PROBLEM REQUIREMENTS:
The full listing, copied exactly, is the required output.

RECORDS SUPPLIED:
----------
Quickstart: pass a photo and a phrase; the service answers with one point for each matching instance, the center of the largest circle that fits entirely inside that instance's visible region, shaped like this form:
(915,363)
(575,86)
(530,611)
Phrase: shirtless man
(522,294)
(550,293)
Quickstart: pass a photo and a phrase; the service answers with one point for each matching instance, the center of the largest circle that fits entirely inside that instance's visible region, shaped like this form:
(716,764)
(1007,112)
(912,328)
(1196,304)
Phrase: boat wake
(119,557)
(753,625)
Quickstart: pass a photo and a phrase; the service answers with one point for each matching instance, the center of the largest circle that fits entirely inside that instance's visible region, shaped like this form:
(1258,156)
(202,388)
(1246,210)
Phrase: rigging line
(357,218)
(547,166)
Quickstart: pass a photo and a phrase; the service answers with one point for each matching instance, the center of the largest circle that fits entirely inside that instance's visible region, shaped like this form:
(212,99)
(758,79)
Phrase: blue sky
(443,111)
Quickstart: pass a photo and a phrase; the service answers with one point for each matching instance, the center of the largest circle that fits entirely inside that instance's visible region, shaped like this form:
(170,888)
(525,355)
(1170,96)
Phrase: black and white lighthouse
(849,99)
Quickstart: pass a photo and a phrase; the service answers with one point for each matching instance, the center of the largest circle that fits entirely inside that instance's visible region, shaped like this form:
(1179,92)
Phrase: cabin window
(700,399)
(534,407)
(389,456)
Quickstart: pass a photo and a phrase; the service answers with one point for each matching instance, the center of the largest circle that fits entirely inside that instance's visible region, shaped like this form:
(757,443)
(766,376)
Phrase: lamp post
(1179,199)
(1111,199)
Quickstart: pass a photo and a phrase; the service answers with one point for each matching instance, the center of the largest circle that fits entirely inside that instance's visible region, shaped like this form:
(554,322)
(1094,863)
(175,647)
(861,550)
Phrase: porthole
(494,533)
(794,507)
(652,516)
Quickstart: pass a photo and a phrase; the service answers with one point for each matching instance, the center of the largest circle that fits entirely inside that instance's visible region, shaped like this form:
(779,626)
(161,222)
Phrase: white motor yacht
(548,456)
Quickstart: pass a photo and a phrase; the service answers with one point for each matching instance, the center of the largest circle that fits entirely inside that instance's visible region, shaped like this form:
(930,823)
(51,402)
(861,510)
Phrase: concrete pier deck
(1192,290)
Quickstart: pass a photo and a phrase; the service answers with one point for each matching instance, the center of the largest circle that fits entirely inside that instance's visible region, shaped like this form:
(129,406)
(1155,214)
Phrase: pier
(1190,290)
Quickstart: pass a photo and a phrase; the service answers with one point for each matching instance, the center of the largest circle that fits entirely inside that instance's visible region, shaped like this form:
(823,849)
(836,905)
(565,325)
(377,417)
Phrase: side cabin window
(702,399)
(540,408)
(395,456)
----------
EXERCISE RESULT:
Quickstart: pass a photo and a phrase; the service answers with one point for each matching instance, the center of the largest circle that fits entirely inside that instance's visible region, shaped like this form:
(915,363)
(575,86)
(530,611)
Phrase: shirtless man
(522,294)
(550,293)
Quickstart: pass a photo and a phrase; the service answers with one point for each matching instance, the center of the largest circle that fits entirely inside that instance's visible region, shaped like this form:
(716,764)
(1007,112)
(912,328)
(1196,304)
Phrase: boat wake
(119,557)
(753,625)
Quickstart: pass a photo and a phrase; the service answers with one point for each matching instance, the center of the largest circle that fits entirely inside that instance's visible region, shaped like this form:
(1258,156)
(202,388)
(1246,210)
Phrase: rigging line
(357,218)
(547,166)
Quickstart: pass a photo and a phrase; the service answers with one point for each matching instance, the center of the largest circle that fits entirely inside that instance's visible region, shaped like this form:
(212,99)
(758,79)
Phrase: blue sky
(443,111)
Quickstart: pass a photo and a phrase; the service answers with one point for each matching instance, the center of the largest circle that fits entirely inside that instance's visible region, shaped like this form:
(170,888)
(525,355)
(1170,96)
Phrase: black and white lighthouse
(849,99)
Quickstart: pass a photo and a phrase; the service answers with one point for each matching instance, the center of the largest circle that fits entirely inside that instance's visible region, shaped like this form:
(1179,92)
Phrase: cabin window
(700,399)
(534,407)
(389,456)
Quickstart: pass a photo and a phrase; the service answers with one point for each matching instance, the center of the largest circle that fits entirely inside that instance's visible region, shaped like this form:
(757,443)
(766,376)
Phrase: lamp post
(1179,199)
(1111,199)
Quickstart: pass a photo and a phrase; the service answers with one point for each matching instance, the center of the largest circle that fits entirely inside that instance's visible region, shaped like this form:
(554,322)
(1094,863)
(175,647)
(861,550)
Phrase: porthole
(494,533)
(794,507)
(652,516)
Quickstart: pass a photo and a phrase; the service answers with one point for each matching instance, the center of the largest circle that fits entirely inside that instance's visible region, shaped like this form:
(779,626)
(161,222)
Phrase: white motor yacht
(548,456)
Quickstart: pass a photo and a phrase; the service answers with one point for each matching instance, the center of the largest circle that fits entirely inside that instance's visible region, shaped like this form:
(930,823)
(51,402)
(861,510)
Phrase: concrete pier deck
(1192,290)
Quickstart: pass a photo and a phrase; the service answers with one point for each matching instance, the center of the largest circle that fits entirely inside that instance's visible region, shaped like this form:
(129,406)
(1155,214)
Phrase: pier
(1190,290)
Quickstart: pass a photo and a phrase; the service answers with one point for each matching instance, the center of the largest circle that fits entirely inside that instance's visible region, shaped like this form:
(823,849)
(836,905)
(565,325)
(377,417)
Phrase: side cabin window
(702,399)
(540,408)
(395,456)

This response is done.